=== TASK TO COMPLETE ===
Could you return each line of the material that has "dark" in it?

########################################

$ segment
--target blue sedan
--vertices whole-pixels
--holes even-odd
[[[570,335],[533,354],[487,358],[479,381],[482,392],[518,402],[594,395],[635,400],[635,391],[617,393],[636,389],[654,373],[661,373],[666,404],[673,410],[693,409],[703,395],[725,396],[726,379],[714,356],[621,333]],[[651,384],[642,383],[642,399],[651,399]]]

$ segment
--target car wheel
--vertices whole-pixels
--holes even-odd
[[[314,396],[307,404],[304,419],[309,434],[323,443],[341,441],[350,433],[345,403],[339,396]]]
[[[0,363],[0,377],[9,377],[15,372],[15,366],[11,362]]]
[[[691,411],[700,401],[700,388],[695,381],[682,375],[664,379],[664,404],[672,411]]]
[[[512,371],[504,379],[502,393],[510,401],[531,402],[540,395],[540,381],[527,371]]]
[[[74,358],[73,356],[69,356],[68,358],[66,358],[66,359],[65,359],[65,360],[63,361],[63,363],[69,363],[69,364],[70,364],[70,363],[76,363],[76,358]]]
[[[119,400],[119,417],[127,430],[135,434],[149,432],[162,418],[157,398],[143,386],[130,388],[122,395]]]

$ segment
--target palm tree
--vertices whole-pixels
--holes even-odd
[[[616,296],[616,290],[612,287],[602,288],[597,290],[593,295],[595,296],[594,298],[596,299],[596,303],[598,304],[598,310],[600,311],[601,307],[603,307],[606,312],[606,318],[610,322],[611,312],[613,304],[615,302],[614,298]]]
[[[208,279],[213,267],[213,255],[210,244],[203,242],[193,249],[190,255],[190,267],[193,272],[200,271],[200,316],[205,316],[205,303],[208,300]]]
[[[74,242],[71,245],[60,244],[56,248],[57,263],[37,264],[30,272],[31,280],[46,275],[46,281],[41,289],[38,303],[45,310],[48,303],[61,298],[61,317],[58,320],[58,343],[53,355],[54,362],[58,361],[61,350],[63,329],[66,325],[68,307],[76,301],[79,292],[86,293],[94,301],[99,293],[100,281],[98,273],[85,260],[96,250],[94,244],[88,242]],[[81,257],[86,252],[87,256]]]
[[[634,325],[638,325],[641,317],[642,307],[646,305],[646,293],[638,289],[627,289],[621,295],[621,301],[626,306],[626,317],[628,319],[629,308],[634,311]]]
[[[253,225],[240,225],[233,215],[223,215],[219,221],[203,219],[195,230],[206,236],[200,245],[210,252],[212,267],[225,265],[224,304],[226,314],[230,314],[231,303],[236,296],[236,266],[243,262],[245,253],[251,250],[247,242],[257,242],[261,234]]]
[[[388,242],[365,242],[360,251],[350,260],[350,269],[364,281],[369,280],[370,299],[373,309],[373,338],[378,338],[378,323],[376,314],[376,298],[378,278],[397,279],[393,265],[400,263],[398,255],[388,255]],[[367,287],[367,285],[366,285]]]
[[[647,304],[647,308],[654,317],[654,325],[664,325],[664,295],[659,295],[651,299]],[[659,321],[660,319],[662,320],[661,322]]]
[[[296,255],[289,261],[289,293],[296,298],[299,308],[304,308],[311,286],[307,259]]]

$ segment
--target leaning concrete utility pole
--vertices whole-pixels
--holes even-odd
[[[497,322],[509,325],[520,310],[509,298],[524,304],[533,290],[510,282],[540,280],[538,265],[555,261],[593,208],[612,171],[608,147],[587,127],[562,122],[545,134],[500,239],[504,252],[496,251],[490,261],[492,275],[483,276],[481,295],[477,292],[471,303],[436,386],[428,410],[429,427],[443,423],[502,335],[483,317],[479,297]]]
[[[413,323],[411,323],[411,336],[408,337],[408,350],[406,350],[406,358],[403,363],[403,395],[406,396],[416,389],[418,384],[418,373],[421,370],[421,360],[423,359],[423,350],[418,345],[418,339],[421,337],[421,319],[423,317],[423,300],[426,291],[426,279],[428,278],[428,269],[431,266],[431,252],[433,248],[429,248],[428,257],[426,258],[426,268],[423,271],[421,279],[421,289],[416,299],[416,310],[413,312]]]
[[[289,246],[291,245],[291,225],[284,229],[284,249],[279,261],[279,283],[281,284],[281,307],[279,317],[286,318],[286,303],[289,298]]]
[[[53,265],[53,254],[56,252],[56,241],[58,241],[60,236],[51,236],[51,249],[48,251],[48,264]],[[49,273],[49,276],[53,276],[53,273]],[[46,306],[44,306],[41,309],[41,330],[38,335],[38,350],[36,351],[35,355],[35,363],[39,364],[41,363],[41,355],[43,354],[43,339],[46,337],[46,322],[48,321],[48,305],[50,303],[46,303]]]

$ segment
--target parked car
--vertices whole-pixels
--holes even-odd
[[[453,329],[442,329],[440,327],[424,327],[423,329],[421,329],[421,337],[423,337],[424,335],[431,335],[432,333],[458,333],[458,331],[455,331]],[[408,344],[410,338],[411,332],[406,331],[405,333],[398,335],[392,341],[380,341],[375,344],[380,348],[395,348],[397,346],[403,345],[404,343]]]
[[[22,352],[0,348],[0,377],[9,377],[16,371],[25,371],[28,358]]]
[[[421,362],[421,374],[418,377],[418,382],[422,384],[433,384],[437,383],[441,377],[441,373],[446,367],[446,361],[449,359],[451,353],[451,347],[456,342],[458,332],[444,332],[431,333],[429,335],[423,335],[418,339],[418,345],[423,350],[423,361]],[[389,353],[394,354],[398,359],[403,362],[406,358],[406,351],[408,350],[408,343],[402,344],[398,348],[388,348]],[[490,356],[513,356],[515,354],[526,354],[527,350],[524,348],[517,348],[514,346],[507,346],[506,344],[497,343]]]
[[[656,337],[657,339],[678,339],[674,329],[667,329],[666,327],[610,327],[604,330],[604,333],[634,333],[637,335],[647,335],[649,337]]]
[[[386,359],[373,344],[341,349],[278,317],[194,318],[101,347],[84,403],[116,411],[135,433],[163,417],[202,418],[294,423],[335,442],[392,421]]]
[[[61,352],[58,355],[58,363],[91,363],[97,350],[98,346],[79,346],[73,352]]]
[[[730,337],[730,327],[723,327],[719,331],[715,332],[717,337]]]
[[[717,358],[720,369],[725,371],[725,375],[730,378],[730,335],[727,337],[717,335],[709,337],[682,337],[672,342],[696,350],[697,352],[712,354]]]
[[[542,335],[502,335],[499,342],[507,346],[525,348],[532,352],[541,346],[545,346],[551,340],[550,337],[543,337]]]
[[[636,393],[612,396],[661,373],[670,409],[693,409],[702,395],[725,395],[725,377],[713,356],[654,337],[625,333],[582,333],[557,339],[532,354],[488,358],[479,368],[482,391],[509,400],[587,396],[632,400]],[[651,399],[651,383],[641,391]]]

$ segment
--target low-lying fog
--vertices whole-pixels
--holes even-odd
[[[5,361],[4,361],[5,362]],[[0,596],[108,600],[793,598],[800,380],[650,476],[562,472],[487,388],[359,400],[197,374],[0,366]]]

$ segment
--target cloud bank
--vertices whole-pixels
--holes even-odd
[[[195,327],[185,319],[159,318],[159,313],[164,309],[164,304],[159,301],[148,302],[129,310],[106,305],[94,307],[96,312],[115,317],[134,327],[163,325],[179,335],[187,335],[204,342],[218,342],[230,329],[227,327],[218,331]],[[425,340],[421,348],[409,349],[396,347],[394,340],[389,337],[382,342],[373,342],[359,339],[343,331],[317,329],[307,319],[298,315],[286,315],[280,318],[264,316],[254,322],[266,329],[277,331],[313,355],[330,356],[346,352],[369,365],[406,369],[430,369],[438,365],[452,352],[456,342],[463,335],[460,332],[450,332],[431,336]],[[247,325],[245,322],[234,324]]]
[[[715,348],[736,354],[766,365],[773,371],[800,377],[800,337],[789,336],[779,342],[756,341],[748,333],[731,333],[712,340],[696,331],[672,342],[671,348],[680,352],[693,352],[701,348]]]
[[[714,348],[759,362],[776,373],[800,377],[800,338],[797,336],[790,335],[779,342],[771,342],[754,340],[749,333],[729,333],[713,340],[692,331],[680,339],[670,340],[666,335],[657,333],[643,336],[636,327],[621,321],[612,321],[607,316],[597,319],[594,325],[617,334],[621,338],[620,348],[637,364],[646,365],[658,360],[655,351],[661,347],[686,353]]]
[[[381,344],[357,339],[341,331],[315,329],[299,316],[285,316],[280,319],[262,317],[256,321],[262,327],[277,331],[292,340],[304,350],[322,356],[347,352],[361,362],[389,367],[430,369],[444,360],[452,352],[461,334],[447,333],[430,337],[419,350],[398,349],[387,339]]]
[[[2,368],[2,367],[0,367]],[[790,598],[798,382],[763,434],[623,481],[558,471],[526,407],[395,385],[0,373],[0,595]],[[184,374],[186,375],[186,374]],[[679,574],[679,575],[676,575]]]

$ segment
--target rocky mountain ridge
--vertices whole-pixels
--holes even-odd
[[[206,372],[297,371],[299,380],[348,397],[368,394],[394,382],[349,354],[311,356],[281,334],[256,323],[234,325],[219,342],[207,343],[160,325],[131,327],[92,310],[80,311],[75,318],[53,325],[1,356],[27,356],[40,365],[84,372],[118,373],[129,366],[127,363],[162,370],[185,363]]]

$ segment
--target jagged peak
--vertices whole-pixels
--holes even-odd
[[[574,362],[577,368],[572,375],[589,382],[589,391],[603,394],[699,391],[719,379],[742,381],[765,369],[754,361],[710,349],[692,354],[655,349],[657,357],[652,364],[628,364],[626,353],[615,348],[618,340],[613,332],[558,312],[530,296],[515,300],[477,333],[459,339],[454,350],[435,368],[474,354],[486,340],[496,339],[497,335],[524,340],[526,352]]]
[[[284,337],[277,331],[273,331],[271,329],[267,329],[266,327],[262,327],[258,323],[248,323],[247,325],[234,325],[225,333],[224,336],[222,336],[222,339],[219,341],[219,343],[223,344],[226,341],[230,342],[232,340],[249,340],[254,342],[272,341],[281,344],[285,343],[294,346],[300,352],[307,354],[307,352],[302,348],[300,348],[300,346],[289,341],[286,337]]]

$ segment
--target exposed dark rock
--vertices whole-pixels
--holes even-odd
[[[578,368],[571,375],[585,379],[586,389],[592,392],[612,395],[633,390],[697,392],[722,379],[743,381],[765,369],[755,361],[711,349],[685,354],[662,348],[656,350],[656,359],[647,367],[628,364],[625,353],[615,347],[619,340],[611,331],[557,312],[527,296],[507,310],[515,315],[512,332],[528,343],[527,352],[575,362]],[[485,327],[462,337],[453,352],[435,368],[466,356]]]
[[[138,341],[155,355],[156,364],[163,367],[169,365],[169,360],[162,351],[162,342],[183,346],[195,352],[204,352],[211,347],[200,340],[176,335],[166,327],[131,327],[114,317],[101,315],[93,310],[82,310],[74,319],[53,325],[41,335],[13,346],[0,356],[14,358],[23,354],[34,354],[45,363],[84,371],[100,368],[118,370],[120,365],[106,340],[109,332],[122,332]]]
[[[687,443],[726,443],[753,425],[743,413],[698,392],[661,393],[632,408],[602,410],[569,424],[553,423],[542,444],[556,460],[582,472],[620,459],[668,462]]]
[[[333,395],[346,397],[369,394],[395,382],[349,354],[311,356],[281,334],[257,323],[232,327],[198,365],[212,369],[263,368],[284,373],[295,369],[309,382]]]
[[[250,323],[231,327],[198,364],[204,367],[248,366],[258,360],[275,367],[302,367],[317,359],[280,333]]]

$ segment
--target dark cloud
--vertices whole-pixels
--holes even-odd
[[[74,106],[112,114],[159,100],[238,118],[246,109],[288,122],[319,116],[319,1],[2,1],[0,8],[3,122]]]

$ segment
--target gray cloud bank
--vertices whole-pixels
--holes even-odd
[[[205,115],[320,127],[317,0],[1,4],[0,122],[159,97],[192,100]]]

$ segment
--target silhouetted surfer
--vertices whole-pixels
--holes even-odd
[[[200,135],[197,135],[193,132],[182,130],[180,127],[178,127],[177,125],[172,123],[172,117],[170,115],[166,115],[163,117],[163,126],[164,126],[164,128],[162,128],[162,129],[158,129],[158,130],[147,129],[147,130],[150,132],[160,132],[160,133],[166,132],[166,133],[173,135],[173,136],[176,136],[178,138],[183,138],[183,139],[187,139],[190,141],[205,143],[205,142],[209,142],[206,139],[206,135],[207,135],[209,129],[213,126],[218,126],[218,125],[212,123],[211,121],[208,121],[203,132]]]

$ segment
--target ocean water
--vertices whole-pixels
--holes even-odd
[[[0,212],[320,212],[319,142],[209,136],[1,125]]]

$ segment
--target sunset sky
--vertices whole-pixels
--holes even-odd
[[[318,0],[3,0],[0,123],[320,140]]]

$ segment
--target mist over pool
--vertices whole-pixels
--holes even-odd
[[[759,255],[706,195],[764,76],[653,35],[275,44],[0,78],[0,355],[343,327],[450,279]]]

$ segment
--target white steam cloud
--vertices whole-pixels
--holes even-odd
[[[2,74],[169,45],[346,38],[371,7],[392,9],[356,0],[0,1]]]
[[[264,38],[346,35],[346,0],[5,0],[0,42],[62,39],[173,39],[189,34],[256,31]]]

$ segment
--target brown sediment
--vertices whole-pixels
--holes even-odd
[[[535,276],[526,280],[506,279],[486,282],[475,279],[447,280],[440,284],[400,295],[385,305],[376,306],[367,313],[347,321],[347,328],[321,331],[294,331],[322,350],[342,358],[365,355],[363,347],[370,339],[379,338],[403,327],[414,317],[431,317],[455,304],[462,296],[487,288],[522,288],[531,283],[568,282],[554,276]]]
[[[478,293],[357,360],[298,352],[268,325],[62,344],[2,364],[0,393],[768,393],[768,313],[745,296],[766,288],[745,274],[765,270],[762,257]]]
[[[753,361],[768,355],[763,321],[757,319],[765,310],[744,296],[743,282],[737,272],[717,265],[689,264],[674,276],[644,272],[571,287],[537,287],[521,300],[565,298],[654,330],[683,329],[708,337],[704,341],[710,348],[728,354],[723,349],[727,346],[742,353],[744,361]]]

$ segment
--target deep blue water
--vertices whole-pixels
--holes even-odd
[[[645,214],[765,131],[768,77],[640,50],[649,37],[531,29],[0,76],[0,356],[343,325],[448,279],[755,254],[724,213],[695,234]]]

########################################

=== TASK SOLUTION ===
--target exposed dark rock
--target dark cloud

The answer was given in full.